**Records provided**
━━━━
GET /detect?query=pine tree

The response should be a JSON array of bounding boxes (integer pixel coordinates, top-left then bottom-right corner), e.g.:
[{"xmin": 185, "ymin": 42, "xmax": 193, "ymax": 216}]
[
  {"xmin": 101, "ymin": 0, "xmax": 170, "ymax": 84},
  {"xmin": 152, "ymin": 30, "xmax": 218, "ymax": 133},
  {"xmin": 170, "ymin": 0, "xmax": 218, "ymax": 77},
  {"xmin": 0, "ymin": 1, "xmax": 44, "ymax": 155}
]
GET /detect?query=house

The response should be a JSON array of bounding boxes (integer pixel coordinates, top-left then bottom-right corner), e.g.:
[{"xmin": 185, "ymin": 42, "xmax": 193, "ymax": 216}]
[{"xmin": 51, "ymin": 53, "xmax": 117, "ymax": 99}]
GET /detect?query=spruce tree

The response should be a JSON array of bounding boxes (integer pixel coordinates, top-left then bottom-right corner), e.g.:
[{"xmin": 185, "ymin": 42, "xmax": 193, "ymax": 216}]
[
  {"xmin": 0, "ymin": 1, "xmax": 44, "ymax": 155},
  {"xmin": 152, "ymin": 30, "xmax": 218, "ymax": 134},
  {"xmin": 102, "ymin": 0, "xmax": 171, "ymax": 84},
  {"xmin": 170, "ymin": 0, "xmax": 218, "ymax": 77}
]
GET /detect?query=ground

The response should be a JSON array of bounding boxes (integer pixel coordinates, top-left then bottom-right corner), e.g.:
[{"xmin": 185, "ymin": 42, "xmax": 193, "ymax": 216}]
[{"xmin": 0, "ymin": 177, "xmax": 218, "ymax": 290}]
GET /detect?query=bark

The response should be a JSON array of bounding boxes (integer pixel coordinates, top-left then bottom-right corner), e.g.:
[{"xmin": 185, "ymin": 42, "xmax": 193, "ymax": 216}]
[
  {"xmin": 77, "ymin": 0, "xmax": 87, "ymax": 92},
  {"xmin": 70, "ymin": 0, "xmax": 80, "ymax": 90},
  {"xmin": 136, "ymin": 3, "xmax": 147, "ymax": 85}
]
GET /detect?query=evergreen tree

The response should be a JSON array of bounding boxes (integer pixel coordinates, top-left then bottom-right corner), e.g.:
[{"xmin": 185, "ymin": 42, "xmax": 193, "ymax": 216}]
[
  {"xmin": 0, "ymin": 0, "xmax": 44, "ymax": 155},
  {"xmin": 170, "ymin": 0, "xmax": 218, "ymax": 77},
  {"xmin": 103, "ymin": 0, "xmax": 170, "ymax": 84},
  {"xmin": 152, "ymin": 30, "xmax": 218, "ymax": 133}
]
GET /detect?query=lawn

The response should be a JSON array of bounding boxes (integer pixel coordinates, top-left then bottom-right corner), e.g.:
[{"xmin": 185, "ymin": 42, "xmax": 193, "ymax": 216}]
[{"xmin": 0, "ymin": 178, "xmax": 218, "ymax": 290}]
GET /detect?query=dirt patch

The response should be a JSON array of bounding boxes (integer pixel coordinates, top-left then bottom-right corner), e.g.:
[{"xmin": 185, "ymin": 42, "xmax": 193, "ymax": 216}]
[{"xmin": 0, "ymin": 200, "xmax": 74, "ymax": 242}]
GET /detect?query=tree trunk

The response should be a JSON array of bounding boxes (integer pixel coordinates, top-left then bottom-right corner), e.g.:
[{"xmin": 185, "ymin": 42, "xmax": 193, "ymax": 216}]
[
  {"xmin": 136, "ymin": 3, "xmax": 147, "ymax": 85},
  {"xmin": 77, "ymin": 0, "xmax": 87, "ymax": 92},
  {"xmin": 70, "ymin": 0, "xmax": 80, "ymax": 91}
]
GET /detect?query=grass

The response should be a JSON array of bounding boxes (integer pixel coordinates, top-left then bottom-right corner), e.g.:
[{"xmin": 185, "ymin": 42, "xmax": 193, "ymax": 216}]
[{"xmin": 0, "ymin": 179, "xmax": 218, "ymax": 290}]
━━━━
Render the lines from the one containing "GET /detect?query=lawn" through the last line of the rows above as a Markdown table with columns Number and Text, skipping blank lines.

**Correct answer**
| Number | Text |
|---|---|
| 1 | GET /detect?query=lawn |
| 2 | The response should be a JSON array of bounding boxes (integer pixel coordinates, top-left then bottom-right corner), e.g.: |
| 3 | [{"xmin": 185, "ymin": 42, "xmax": 193, "ymax": 216}] |
| 4 | [{"xmin": 0, "ymin": 178, "xmax": 218, "ymax": 290}] |
| 5 | GET /detect?query=dirt patch |
| 6 | The response should be a JSON array of bounding boxes (integer pixel coordinates, top-left then bottom-right corner), e.g.: |
| 7 | [{"xmin": 185, "ymin": 42, "xmax": 193, "ymax": 216}] |
| 8 | [{"xmin": 0, "ymin": 200, "xmax": 74, "ymax": 242}] |
| 9 | GET /detect?query=tree trunk |
| 10 | The response should be a JSON array of bounding boxes (integer pixel coordinates, top-left then bottom-right corner), e.g.: |
| 11 | [{"xmin": 185, "ymin": 42, "xmax": 193, "ymax": 216}] |
| 12 | [ |
| 13 |   {"xmin": 136, "ymin": 3, "xmax": 147, "ymax": 85}, |
| 14 |   {"xmin": 77, "ymin": 0, "xmax": 87, "ymax": 92}, |
| 15 |   {"xmin": 70, "ymin": 0, "xmax": 80, "ymax": 91} |
| 16 | ] |
| 17 | GET /detect?query=grass |
| 18 | The response should be a JSON array of bounding boxes (integer pixel coordinates, top-left then bottom-right corner), e.g.: |
| 19 | [{"xmin": 185, "ymin": 42, "xmax": 193, "ymax": 216}] |
| 20 | [{"xmin": 0, "ymin": 179, "xmax": 218, "ymax": 290}] |